WORK TO COMPLETE - Copy out the entire listing below word for word, without changing a single line.

----

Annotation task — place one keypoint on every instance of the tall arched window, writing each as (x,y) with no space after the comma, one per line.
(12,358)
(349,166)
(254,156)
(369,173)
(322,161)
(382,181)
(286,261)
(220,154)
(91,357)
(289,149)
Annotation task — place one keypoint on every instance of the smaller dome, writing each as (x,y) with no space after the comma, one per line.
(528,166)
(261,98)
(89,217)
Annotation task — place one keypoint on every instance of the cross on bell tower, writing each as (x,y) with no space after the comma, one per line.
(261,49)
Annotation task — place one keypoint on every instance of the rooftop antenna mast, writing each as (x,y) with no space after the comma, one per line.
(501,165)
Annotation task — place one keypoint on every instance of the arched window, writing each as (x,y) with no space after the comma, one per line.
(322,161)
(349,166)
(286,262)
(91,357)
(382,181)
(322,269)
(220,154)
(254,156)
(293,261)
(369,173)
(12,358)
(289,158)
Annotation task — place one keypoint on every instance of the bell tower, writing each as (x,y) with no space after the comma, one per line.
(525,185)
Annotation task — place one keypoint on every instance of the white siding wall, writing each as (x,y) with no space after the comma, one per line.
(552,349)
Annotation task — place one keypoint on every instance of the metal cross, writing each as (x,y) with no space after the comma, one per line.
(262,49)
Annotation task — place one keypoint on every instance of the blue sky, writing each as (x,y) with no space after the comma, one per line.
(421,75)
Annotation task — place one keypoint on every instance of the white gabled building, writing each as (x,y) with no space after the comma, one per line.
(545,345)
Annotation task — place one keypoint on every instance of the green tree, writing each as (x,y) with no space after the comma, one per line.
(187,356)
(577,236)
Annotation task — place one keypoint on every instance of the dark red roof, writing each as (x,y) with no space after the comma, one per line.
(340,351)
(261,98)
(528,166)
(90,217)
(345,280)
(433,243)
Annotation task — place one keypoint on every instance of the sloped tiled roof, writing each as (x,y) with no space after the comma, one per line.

----

EXERCISE OUTPUT -
Annotation task — place one keypoint on every instance of the tall arched window, writing each as (x,y) with no space after the comma, one per line.
(12,358)
(349,166)
(254,156)
(369,173)
(322,161)
(382,181)
(286,261)
(220,154)
(91,357)
(289,149)
Annotation task — place one keypoint on every instance of the smaller dome, writing each as (x,y) with no space after the comma, one per line.
(528,166)
(261,98)
(89,217)
Annotation task — place one keypoint on every instance of the cross on bell tower, writing each as (x,y) with no space after the comma, one per line.
(261,49)
Annotation task — place one keypoint on every instance of the rooftop antenna mast, writing each as (x,y) with no space after the comma, one per line.
(501,165)
Annotation task — place one keypoint on every instance of the arched window, writing each as (x,y) with no space after the comma, one per line.
(322,161)
(349,166)
(286,262)
(91,357)
(382,181)
(322,269)
(220,154)
(254,156)
(293,261)
(369,173)
(12,358)
(289,158)
Annotation task — place one keypoint on every instance of the bell tower, writing each as (x,y) with no space after the comma, one per line.
(525,185)
Annotation task — place one keypoint on every instance of the white siding wall, writing each as (x,y) with no space after the comma, one per line.
(552,349)
Annotation task — place one keypoint on every instance of the metal cross, writing each as (x,y) with no space after the comma, one per line.
(262,49)
Annotation task — place one keypoint on every instance of the blue sky, writing each as (x,y) with no space after the comma, one per line.
(421,75)
Annotation task — place one keypoint on every instance of the white gabled building, writing each as (x,y) with no space after the comma, one per line.
(545,345)
Annotation task — place one keypoint on every instance of the green tree, writing each as (x,y) with no space after the comma, one per line.
(187,356)
(577,236)
Annotation task — place one keypoint on every instance of the dark red roof, writing each as (x,y) with no space after the comma, one per line.
(340,351)
(261,98)
(528,166)
(90,217)
(345,280)
(433,243)
Annotation task — place one keypoint on every instance of the sloped tiled roof, writing each as (x,y) with no space after the comma, one per line.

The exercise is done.